As primeiras constituições, portanto, nada regularam sobre as relações privadas, cumprindo sua função de delimitação do Estado mínimo. Ao Estado coube apenas estabelecer as regras do jogo das liberdades privadas, no plano infraconstitucional, de sujeitos de direitos formalmente iguais, abstraídos de suas desigualdades reais. Consumou-se o darwinismo jurídico, com a hegemonia dos economicamente mais fortes, sem qualquer espaço para a justiça social. Como a dura lição da história demonstrou, a codificação liberal e a ausência da constituição econômica serviram de instrumento de exploração dos mais fracos pelos mais fortes, gerando reações e conflitos que redundaram no advento do Estado Social.

Em verdade, houve duas etapas na evolução do movimento liberal e do Estado liberal: a primeira, a da conquista da liberdade; a segunda, a da exploração da liberdade (3).

Como legado do Estado liberal, a liberdade e a igualdade jurídicas, apesar de formais, incorporaram-se ao catálogo de direitos das pessoas humanas, e não apenas dos sujeitos de relações jurídicas, e nenhuma ordem jurídica democrática pode delas abrir mão. Os Códigos cristalizaram a igualdade formal de direitos subjetivos, rompendo a estrutura estamental fundada no jus privilegium, nos locais reservados às pessoas em razão de suas origens.


4. Inserção do direito civil no Estado social

O Estado social, no plano do direito, é todo aquele que tem incluída na Constituição a regulação da ordem econômica e social. Além da limitação ao poder político, limita-se o poder econômico e projeta-se para além dos indivíduos a tutela dos direitos, incluindo o trabalho, a educação, a cultura, a saúde, a seguridade social, o meio ambiente, todos com inegáveis reflexos nas dimensões materiais do direito civil.

A ideologia do social, traduzida em valores de justiça social ou distributiva, passou a dominar o cenário constitucional do século XX. A sociedade exige o acesso aos bens e serviços produzidos pela economia. Firmou-se a communis opinio de que a solidez do poder residiria, substancialmente, no econômico e, relativamente, no político. Daí a inafastável atuação do Estado, para fazer prevalecer o interesse coletivo, evitar os abusos e garantir o espaço público de afirmação da dignidade humana. Nem mesmo a onda de neoliberalismo e globalização, que agitou o último quartel do século, abalou os alicerces do Estado social, permanecendo cada vez mais forte a necessidade da ordem econômica e social, inclusive com o advento de direitos tutelares de novas dimensões da cidadania, a exemplo da legislação de proteção do consumidor.

* Registros fornecidos:
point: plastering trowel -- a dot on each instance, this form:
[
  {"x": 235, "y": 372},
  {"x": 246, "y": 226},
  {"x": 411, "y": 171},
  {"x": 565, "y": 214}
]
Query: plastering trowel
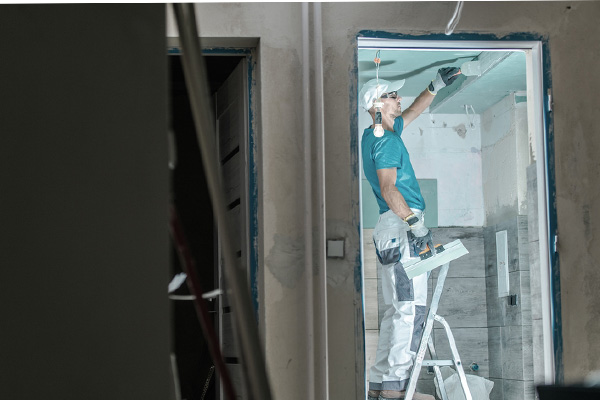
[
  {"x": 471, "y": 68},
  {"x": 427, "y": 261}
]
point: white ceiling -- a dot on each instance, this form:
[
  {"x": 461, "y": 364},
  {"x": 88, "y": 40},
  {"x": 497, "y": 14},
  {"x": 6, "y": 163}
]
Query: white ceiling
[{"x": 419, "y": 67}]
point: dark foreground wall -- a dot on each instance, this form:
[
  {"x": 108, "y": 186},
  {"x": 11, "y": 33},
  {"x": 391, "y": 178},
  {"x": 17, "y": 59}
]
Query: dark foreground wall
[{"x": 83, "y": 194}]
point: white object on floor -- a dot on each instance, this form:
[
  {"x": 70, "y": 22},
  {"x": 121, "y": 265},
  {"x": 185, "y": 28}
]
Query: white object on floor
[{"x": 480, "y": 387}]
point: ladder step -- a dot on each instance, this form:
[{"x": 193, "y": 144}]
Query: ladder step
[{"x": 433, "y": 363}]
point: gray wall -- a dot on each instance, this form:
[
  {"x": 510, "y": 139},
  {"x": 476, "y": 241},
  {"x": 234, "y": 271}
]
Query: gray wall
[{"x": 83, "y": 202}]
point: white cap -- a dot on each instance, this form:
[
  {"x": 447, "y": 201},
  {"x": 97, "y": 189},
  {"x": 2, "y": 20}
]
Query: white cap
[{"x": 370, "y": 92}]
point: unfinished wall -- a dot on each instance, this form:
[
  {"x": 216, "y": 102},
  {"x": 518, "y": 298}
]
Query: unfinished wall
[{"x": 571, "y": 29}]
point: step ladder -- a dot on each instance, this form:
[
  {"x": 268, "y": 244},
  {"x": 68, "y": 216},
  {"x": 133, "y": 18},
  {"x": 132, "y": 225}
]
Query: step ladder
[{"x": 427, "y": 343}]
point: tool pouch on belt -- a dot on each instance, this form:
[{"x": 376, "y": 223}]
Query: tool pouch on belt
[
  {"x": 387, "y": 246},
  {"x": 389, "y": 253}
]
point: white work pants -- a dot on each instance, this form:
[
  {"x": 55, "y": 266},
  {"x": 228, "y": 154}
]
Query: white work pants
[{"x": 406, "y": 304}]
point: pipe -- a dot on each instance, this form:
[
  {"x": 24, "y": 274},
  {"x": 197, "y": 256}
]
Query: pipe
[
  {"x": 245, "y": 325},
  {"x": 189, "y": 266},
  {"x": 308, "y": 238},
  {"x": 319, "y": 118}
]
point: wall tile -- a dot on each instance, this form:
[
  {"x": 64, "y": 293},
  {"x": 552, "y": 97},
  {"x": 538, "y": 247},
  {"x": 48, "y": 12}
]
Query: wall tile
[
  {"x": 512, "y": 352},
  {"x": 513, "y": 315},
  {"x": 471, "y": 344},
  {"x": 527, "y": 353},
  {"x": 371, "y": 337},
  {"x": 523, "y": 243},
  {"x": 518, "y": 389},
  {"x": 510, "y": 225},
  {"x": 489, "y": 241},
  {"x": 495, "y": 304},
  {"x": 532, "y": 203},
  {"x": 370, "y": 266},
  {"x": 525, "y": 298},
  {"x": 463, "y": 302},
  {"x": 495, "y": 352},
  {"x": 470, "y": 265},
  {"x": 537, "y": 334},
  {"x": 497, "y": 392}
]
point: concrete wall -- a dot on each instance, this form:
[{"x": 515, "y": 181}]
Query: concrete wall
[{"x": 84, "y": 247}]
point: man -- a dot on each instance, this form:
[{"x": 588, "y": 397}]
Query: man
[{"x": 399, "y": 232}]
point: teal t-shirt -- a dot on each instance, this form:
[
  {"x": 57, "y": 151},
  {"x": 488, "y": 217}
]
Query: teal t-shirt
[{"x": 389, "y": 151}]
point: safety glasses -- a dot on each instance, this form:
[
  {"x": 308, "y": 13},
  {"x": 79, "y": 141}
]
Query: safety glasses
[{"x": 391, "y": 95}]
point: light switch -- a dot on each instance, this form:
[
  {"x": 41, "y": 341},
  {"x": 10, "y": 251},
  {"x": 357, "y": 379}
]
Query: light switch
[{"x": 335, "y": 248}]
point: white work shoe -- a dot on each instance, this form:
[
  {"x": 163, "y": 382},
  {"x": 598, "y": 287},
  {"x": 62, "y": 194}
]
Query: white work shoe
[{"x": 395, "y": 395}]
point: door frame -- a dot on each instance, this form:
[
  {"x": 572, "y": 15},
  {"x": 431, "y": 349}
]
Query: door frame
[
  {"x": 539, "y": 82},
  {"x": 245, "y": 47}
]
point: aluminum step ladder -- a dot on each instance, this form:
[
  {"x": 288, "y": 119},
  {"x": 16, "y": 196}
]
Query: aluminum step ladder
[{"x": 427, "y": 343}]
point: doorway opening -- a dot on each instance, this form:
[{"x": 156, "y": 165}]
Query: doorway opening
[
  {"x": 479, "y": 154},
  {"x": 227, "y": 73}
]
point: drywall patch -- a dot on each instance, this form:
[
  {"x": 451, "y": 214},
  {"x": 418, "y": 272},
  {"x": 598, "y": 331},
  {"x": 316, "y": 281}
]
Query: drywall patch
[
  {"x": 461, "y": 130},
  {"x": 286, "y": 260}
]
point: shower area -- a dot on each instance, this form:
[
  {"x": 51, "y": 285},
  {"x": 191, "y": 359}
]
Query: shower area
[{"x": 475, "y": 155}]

* Solicitações:
[A] Reproduza fielmente a parte do trecho sobre o direito civil e o Estado social que começa em "A ideologia do" e termina em "proteção do consumidor.".
[B] Responda, com base no trecho sobre o direito civil e o Estado social, às perguntas abaixo:
(i) Quais foram as duas etapas na evolução do movimento liberal e do Estado liberal?
(ii) Que estrutura os Códigos romperam ao cristalizar a igualdade formal de direitos subjetivos?
(iii) Que legislação é citada como exemplo de direitos tutelares de novas dimensões da cidadania?

* Resultados das tarefas:
[A]
A ideologia do social, traduzida em valores de justiça social ou distributiva, passou a dominar o cenário constitucional do século XX. A sociedade exige o acesso aos bens e serviços produzidos pela economia. Firmou-se a communis opinio de que a solidez do poder residiria, substancialmente, no econômico e, relativamente, no político. Daí a inafastável atuação do Estado, para fazer prevalecer o interesse coletivo, evitar os abusos e garantir o espaço público de afirmação da dignidade humana. Nem mesmo a onda de neoliberalismo e globalização, que agitou o último quartel do século, abalou os alicerces do Estado social, permanecendo cada vez mais forte a necessidade da ordem econômica e social, inclusive com o advento de direitos tutelares de novas dimensões da cidadania, a exemplo da legislação de proteção do consumidor.

[B]
(i) A da conquista da liberdade e a da exploração da liberdade.
(ii) A estrutura estamental fundada no jus privilegium.
(iii) A legislação de proteção do consumidor.